Source data section start
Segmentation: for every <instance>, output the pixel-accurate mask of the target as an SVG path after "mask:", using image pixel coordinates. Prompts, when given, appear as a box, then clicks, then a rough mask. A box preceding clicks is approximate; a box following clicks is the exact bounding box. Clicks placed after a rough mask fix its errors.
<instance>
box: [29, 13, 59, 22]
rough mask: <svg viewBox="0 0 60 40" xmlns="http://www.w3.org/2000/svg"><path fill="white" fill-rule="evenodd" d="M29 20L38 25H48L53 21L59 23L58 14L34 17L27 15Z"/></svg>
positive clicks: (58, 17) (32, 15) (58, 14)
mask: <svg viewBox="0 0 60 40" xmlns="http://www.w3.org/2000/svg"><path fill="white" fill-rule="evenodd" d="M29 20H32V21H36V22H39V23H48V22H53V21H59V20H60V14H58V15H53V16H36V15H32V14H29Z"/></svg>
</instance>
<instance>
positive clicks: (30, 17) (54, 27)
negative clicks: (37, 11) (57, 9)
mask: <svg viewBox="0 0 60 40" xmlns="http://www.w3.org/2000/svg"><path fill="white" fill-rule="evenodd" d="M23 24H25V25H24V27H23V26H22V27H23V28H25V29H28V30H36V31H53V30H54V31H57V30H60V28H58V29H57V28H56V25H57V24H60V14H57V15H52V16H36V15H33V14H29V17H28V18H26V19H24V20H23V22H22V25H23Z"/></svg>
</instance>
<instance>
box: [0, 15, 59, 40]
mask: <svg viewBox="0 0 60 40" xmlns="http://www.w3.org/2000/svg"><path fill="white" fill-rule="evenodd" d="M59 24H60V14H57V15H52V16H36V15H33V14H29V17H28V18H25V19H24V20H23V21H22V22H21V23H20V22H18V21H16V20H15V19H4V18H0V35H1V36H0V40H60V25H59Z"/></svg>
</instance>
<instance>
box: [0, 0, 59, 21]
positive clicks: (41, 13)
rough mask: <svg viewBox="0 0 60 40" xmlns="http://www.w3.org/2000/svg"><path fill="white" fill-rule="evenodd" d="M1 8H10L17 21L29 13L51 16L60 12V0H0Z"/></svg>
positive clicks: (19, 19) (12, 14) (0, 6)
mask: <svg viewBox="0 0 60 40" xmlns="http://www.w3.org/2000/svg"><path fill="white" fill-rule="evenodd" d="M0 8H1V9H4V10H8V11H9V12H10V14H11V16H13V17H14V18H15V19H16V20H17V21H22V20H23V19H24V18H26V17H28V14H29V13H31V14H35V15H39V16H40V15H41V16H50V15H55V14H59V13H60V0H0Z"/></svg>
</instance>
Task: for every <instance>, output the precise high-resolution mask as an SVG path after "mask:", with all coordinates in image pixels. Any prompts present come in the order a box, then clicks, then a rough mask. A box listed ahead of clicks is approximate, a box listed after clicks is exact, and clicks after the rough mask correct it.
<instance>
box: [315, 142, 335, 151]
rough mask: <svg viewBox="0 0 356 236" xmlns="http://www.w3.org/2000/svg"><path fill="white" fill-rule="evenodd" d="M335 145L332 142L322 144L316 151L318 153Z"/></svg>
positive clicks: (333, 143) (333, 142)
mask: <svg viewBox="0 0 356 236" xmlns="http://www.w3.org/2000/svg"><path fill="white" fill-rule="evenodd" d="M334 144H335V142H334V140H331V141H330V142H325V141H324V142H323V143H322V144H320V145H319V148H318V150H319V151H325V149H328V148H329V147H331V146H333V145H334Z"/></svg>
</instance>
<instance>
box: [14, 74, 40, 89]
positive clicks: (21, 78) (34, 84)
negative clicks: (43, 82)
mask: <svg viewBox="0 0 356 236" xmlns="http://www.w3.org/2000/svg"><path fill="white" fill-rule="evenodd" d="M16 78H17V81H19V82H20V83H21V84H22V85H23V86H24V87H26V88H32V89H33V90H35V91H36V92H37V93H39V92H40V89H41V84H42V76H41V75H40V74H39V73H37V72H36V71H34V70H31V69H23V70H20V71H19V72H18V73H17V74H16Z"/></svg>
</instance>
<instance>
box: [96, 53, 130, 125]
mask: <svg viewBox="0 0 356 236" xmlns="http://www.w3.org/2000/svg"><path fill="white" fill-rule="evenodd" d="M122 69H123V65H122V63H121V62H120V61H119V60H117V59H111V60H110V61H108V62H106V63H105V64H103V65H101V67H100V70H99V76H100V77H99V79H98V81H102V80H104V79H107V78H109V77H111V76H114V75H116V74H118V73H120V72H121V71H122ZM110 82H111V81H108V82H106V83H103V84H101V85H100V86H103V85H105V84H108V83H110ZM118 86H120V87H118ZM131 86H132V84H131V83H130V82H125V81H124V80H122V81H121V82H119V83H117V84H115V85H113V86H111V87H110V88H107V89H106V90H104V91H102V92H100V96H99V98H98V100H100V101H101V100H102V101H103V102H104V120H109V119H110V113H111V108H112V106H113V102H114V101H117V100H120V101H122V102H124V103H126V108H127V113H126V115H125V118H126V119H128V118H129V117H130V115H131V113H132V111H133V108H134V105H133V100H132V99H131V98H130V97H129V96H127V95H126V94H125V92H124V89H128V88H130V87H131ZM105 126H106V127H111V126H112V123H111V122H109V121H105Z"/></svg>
Source data section end
Source data section start
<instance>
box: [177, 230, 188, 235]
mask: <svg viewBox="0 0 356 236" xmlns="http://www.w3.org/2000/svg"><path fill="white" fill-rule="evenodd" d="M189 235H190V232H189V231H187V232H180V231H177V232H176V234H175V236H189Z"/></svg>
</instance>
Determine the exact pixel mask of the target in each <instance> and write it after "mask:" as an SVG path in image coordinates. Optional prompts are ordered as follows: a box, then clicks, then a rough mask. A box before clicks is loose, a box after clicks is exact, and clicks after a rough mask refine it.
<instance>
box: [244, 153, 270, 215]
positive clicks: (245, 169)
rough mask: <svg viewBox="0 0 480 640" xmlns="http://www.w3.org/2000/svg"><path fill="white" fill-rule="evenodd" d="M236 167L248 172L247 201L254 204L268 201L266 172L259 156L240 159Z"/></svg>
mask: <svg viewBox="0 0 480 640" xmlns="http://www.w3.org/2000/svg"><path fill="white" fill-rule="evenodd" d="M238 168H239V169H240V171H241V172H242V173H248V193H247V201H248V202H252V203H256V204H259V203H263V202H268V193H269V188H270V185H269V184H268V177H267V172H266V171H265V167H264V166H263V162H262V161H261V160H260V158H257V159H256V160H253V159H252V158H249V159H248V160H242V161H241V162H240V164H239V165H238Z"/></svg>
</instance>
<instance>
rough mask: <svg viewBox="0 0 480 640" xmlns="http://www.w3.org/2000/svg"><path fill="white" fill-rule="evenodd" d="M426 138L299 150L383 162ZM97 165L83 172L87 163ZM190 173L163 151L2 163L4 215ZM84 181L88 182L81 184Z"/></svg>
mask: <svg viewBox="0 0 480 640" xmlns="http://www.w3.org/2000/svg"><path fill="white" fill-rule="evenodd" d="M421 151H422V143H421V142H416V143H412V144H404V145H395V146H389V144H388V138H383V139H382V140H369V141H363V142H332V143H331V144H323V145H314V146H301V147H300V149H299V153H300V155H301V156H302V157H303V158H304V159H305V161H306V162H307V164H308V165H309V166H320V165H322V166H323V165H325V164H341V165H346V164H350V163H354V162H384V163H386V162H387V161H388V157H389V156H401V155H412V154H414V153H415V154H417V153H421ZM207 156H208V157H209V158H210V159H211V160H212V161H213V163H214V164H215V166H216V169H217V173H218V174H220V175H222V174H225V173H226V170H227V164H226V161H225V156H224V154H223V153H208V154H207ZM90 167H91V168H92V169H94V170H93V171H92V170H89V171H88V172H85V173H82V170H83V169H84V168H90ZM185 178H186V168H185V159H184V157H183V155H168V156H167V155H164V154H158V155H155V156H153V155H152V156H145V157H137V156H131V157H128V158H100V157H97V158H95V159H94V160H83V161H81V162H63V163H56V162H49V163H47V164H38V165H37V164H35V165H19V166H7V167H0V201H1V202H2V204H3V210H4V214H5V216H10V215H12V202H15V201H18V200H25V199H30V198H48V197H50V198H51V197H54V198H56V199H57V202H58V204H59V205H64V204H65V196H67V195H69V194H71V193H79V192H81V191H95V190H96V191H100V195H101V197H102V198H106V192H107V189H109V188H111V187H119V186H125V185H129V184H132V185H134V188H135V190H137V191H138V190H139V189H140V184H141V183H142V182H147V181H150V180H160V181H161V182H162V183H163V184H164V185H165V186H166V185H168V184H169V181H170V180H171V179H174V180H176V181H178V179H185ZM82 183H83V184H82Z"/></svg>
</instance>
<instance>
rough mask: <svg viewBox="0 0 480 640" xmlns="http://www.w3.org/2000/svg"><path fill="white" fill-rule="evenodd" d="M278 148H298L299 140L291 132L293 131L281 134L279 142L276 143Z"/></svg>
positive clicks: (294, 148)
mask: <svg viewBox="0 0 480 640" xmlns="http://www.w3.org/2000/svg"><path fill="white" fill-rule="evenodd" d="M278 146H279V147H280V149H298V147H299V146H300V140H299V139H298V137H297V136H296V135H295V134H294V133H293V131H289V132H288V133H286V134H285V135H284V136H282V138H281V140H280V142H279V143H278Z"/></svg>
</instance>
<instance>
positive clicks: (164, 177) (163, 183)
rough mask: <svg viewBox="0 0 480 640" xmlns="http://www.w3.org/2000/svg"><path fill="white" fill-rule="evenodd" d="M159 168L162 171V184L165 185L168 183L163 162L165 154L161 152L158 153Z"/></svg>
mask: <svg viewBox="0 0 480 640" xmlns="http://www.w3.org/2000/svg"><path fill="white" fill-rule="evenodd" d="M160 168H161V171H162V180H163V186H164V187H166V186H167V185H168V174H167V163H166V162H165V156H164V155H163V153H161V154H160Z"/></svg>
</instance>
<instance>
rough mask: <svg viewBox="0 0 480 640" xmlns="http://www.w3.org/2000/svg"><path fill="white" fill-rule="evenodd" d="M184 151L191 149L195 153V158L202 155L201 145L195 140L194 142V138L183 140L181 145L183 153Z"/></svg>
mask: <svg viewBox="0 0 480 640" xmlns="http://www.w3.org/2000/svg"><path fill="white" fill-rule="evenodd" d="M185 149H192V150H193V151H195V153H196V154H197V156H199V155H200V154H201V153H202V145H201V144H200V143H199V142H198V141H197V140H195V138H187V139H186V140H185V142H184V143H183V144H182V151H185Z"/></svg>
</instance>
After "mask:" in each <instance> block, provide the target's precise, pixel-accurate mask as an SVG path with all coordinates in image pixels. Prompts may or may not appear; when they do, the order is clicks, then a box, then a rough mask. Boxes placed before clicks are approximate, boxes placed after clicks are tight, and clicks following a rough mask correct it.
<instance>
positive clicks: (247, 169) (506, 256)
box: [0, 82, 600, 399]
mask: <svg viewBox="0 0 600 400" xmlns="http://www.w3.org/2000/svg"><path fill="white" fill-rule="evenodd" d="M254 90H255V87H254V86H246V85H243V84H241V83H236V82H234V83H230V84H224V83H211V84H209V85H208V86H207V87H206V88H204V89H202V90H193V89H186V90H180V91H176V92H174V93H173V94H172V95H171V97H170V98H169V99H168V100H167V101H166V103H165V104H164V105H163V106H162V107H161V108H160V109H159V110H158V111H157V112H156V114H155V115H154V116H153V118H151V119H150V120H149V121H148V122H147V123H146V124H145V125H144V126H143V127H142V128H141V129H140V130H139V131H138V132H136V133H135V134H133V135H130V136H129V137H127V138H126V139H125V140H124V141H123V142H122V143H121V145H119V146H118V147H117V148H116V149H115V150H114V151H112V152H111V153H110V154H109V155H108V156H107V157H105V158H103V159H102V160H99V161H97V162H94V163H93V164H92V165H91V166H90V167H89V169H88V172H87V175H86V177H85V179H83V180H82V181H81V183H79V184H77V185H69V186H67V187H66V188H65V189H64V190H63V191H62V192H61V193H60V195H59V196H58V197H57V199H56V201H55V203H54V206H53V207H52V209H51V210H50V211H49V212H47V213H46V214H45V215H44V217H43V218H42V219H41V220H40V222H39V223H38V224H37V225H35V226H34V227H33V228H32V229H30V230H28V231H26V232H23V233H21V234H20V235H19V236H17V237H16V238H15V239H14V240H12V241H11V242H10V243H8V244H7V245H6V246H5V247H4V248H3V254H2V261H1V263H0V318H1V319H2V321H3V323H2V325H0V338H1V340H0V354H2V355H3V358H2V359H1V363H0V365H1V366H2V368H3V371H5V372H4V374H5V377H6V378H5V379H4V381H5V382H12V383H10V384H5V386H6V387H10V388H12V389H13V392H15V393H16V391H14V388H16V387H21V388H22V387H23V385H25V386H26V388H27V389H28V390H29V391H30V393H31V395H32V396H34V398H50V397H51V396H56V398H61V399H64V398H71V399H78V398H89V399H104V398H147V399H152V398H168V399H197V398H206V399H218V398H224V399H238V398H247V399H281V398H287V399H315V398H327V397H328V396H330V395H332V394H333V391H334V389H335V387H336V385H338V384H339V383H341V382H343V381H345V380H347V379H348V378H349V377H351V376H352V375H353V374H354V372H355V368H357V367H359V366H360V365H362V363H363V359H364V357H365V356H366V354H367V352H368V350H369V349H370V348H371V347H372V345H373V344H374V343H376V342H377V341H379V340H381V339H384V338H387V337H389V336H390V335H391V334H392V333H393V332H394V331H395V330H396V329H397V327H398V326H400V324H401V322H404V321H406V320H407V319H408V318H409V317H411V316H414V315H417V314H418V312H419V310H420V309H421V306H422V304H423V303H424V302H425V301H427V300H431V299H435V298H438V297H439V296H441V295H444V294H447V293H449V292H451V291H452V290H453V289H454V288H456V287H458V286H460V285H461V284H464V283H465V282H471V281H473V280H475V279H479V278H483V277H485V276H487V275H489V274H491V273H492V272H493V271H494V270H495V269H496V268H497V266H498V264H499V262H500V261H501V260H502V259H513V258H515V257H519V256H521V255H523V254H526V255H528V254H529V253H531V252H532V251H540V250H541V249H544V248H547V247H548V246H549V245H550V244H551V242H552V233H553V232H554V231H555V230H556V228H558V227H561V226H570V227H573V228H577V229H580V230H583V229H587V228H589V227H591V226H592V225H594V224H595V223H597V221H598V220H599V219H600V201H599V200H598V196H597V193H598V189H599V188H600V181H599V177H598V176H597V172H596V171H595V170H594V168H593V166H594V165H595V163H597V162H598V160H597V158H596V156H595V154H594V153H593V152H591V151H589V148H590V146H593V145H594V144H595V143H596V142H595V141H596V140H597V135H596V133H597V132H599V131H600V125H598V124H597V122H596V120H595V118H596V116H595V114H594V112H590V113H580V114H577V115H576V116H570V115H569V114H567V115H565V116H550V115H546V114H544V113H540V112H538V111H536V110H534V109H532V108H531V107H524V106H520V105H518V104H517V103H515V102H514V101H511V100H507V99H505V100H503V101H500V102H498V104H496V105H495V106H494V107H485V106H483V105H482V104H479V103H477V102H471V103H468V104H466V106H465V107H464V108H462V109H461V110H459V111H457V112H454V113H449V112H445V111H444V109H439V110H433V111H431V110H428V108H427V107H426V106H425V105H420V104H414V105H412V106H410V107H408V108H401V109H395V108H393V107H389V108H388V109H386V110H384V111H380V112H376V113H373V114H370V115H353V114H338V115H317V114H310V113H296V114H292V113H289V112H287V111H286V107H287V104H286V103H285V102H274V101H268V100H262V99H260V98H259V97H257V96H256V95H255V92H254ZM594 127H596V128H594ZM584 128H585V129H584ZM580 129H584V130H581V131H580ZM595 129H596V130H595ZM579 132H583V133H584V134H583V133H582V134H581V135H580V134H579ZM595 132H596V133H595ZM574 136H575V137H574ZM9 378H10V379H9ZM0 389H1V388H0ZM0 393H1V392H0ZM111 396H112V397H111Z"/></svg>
Source data section end
List every line above that contains the word "precise", treating uppercase and lowercase as different. Copy each matching line in full.

Task: for every <instance>, output the precise high-resolution mask as an SVG path after "mask:", with all coordinates in image pixels. Any prompts present come in the order a box, then clicks, then a rough mask. A box listed ahead of clicks is approximate, a box listed after clicks is exact, and clicks after the rough mask correct it.
After "mask:" in each <instance> block, provide the target's precise, pixel-accurate mask as an SVG path with all coordinates in image pixels. Prompts may or may not appear; when they do, the order is clicks, then a box, then a rough mask. Boxes placed before clicks are approximate, boxes placed after clicks are tight, and clicks following a rough mask correct it.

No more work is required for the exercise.